[Image region outline records]
|---|
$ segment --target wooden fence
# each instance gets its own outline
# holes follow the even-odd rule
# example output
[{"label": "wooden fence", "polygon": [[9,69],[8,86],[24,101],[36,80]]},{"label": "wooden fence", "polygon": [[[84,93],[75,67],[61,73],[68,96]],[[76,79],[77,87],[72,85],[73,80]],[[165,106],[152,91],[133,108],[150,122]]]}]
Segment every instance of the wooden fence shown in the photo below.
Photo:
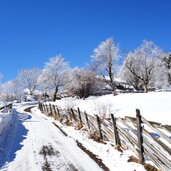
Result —
[{"label": "wooden fence", "polygon": [[11,111],[11,109],[12,109],[12,103],[8,103],[0,107],[1,112],[8,112]]},{"label": "wooden fence", "polygon": [[40,103],[39,109],[61,121],[64,119],[86,126],[91,132],[98,133],[103,141],[132,150],[142,164],[151,160],[160,170],[171,170],[171,138],[166,134],[171,135],[170,127],[147,121],[138,109],[136,118],[124,119],[115,118],[113,114],[108,119],[100,118],[88,115],[79,108],[62,110],[51,104]]}]

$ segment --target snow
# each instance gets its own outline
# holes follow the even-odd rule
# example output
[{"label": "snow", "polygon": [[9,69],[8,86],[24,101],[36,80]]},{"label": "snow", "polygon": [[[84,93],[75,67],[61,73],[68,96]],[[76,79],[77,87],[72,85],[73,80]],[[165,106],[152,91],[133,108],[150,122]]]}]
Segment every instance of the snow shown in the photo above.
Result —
|---|
## Short problem
Reproduce all of the material above line for line, with no changes, and leave the pictures out of your copy.

## The output
$ segment --target wooden fence
# each instance gets its own outline
# holes follow the even-odd rule
# example output
[{"label": "wooden fence", "polygon": [[9,69],[8,86],[24,101],[36,80]]},{"label": "wooden fence", "polygon": [[[84,93],[75,67],[61,73],[68,96]],[[76,79],[77,87],[72,85],[73,80]],[[165,106],[152,91],[133,108],[150,122]]]}]
Segment every instance of the wooden fence shown in the photo below.
Photo:
Result —
[{"label": "wooden fence", "polygon": [[11,111],[11,109],[12,109],[12,103],[8,103],[0,107],[1,112],[8,112]]},{"label": "wooden fence", "polygon": [[40,103],[39,109],[61,121],[64,119],[86,126],[91,132],[98,133],[103,141],[132,150],[142,164],[151,160],[160,170],[171,170],[171,138],[166,134],[171,135],[170,127],[147,121],[138,109],[136,118],[124,119],[115,118],[113,114],[108,119],[100,118],[88,115],[79,108],[62,110],[51,104]]}]

$ segment --target snow
# each instance gets its own outline
# holes follow the even-odd rule
# example output
[{"label": "snow", "polygon": [[9,69],[8,86],[24,101],[36,80]]},{"label": "snow", "polygon": [[[84,93],[75,67],[61,73],[68,96]],[[76,79],[77,87],[72,85],[73,80]],[[165,106],[152,91],[133,108],[150,122]]]}]
Segment every instance of the snow shown in the photo above.
Result —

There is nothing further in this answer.